- WHAT TO DO -
**a.** Please revise the bpf-next pull request from "The main changes" through "from Andrii Nakryiko.", putting "circular log" in place of "rotating log".
**b.** According to the bpf-next pull request, how many non-merge commits were added during the last 36 days?

Commit c2865b11 authored by Jakub Kicinski's avatar Jakub Kicinski
Browse files

Daniel Borkmann says:

====================
pull-request: bpf-next 2023-04-13

We've added 260 non-merge commits during the last 36 day(s) which contain
a total of 356 files changed, 21786 insertions(+), 11275 deletions(-).

The main changes are:

1) Rework BPF verifier log behavior and implement it as a rotating log
   by default with the option to retain old-style fixed log behavior,
   from Andrii Nakryiko.

2) Adds support for using {FOU,GUE} encap with an ipip device operating
   in collect_md mode and add a set of BPF kfuncs for controlling encap
   params, from Christian Ehrig.

3) Allow BPF programs to detect at load time whether a particular kfunc
   exists or not, and also add support for this in light skeleton,
   from Alexei Starovoitov.

4) Optimize hashmap lookups when key size is multiple of 4,
   from Anton Protopopov.

5) Enable RCU semantics for task BPF kptrs and allow referenced kptr
   tasks to be stored in BPF maps, from David Vernet.

6) Add support for stashing local BPF kptr into a map value via
   bpf_kptr_xchg(). This is useful e.g. for rbtree node creation
   for new cgroups, from Dave Marchevsky.

7) Fix BTF handling of is_int_ptr to skip modifiers to work around
   tracing issues where a program cannot be attached, from Feng Zhou.

8) Migrate a big portion of test_verifier unit tests over to
   test_progs -a verifier_* via inline asm to ease {read,debug}ability,
   from Eduard Zingerman.

9) Several updates to the instruction-set.rst documentation
   which is subject to future IETF standardization
   (https://lwn.net/Articles/926882/), from Dave Thaler.

10) Fix BPF verifier in the __reg_bound_offset's 64->32 tnum sub-register
    known bits information propagation, from Daniel Borkmann.

11) Add skb bitfield compaction work related to BPF with the overall goal
    to make more of the sk_buff bits optional, from Jakub Kicinski.

- SUPPLIED INFORMATION -
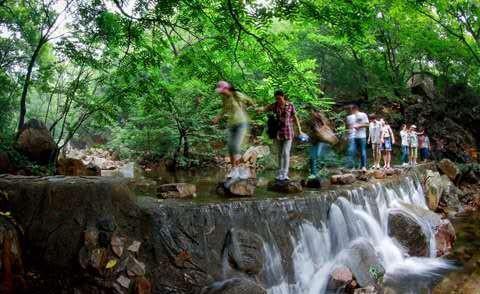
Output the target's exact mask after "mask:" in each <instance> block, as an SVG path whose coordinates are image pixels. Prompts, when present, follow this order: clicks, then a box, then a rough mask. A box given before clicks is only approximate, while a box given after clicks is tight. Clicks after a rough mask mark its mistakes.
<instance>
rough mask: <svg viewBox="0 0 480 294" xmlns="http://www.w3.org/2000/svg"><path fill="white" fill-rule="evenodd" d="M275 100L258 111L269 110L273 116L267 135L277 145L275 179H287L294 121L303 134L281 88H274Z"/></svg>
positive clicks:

- SOLUTIONS TO THE EXERCISE -
**a.**
The main changes are:

1) Rework BPF verifier log behavior and implement it as a circular log
   by default with the option to retain old-style fixed log behavior,
   from Andrii Nakryiko.

**b.** 260